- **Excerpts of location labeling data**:
* * *
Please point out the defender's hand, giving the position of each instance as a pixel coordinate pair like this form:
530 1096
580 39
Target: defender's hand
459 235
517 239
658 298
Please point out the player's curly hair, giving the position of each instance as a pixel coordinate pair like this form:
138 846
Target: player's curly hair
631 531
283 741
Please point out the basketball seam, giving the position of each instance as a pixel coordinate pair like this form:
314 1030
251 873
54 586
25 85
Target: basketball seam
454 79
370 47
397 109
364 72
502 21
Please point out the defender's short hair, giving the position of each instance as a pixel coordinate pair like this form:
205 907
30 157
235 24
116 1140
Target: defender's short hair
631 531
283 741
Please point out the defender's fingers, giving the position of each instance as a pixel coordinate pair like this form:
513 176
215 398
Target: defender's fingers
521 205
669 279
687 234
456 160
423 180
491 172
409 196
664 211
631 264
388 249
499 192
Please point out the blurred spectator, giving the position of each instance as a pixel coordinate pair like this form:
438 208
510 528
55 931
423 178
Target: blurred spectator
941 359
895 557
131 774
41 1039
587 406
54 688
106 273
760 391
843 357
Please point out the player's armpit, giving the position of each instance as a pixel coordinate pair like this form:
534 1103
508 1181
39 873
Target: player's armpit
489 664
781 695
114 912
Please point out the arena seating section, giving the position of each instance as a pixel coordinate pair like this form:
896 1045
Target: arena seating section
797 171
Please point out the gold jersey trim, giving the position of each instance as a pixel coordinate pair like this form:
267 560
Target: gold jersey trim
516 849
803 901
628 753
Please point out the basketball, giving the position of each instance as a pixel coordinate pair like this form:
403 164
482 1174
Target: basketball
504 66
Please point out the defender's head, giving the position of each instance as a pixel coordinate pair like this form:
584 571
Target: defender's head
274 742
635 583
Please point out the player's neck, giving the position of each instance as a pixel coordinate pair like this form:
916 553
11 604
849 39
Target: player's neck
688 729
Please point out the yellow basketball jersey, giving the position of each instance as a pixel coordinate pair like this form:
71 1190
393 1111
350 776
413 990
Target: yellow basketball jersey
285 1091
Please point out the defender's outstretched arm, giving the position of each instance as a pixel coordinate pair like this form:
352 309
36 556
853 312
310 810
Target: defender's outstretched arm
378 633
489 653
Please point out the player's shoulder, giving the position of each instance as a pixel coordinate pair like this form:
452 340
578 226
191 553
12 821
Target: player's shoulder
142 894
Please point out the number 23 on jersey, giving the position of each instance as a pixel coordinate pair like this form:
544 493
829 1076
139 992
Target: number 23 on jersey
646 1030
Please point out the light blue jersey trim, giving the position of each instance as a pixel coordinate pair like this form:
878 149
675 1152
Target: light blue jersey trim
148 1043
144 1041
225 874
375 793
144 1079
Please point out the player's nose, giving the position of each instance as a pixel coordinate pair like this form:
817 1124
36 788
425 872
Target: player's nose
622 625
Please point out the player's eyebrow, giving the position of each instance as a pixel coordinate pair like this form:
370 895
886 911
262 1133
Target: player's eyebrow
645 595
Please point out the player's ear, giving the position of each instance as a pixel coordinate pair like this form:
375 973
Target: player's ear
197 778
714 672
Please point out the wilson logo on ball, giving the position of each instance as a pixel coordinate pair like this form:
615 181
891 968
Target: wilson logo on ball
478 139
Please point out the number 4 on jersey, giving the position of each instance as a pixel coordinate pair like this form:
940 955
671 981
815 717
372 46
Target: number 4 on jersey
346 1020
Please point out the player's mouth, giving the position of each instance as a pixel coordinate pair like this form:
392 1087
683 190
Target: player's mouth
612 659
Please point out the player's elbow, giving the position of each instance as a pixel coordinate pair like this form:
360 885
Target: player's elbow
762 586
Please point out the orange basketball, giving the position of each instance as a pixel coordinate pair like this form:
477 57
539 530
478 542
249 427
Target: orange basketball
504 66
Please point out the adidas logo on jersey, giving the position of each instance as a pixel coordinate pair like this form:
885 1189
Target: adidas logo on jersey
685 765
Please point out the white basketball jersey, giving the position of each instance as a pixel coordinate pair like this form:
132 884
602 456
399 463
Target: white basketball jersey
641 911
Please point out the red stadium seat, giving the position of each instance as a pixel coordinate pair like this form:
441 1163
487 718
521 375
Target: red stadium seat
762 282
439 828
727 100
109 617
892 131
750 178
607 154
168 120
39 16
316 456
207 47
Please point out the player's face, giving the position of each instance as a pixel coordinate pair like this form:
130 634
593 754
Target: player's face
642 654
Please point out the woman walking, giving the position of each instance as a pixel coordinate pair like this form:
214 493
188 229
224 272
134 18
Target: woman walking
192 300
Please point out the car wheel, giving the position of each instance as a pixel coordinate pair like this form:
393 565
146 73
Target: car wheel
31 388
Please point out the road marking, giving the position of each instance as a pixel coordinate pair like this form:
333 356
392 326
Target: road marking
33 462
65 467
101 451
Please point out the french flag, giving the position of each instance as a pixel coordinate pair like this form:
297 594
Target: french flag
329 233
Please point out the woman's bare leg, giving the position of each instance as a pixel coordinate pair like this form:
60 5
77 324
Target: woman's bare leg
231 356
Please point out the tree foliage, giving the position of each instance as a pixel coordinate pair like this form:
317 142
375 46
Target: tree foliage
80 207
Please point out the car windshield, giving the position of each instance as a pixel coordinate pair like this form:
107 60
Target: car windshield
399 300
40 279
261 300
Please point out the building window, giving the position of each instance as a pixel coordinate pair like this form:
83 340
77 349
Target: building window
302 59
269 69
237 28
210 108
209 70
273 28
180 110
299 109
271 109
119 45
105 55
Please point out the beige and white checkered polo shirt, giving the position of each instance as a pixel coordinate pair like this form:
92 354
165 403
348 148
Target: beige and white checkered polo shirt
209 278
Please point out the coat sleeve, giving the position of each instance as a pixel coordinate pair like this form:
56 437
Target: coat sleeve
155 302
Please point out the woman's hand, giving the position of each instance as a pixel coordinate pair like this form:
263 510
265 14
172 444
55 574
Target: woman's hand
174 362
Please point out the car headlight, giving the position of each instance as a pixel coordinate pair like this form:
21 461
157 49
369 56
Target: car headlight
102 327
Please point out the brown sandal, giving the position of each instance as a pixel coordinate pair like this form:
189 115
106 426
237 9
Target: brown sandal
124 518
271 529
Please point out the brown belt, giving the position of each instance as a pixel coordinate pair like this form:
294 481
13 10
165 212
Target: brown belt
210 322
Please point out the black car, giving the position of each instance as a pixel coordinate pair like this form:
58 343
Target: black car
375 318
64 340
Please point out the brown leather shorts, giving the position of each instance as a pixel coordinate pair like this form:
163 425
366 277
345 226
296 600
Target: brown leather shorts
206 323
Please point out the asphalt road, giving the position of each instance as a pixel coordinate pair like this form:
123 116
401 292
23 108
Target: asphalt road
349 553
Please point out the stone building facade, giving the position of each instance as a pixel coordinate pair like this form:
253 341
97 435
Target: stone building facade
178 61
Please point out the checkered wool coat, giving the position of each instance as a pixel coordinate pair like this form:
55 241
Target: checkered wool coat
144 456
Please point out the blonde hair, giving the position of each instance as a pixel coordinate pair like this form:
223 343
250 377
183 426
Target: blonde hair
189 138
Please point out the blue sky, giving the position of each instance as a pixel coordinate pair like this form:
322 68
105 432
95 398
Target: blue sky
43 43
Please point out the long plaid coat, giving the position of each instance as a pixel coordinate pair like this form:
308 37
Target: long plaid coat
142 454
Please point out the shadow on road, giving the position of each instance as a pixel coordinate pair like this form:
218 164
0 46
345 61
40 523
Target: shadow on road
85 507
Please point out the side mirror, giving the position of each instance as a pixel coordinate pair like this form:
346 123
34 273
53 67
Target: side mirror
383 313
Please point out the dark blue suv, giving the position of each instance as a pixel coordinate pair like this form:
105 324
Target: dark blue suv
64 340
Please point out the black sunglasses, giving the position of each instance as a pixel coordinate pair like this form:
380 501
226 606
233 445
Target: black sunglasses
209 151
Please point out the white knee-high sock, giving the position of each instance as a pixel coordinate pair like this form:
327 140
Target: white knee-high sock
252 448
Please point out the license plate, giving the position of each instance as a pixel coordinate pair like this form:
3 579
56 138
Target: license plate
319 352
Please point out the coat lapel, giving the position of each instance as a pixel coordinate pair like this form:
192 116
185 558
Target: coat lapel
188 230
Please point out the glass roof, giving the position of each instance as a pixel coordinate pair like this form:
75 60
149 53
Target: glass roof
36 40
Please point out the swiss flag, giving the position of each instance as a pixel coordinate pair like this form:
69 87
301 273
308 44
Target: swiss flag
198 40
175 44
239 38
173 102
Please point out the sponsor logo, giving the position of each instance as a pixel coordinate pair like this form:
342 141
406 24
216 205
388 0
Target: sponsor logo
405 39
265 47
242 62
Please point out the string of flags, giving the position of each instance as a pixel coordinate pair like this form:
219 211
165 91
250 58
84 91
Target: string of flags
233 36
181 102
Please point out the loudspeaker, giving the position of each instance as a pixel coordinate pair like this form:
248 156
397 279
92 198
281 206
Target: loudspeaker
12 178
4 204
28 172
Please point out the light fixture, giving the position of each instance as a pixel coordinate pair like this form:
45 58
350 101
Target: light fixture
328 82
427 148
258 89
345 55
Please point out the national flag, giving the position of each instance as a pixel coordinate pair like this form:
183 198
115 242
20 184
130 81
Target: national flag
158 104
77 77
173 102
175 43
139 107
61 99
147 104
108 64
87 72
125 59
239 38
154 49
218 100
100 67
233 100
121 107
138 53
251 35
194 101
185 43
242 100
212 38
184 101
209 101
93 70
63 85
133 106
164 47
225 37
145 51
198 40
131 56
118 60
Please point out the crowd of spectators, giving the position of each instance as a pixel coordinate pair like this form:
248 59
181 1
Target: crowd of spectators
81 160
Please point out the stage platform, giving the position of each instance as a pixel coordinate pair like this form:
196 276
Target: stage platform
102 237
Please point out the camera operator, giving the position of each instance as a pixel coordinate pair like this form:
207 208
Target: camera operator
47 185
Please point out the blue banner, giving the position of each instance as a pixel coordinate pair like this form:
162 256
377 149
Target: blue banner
* * *
- **GOAL**: Extract the closing run of lines, starting with the one containing "Please point out the crowd" and ending at the last, exactly as written.

- **COMPLETE OUTPUT**:
Please point out the crowd of spectators, giving the position of each instance as a pixel coordinate pair like this form:
248 59
181 1
Target: crowd of spectators
81 160
Please point out the stage platform, giving the position of each instance as a pixel coordinate pair like this form:
196 276
Target: stage platform
102 237
Please point out the camera operator, giving the position of each instance as a pixel coordinate pair like this form:
207 208
Target: camera operator
47 185
Please point out the blue banner, giving the position of each instance as a pixel coordinate pair like this form:
162 256
377 149
Target: blue banner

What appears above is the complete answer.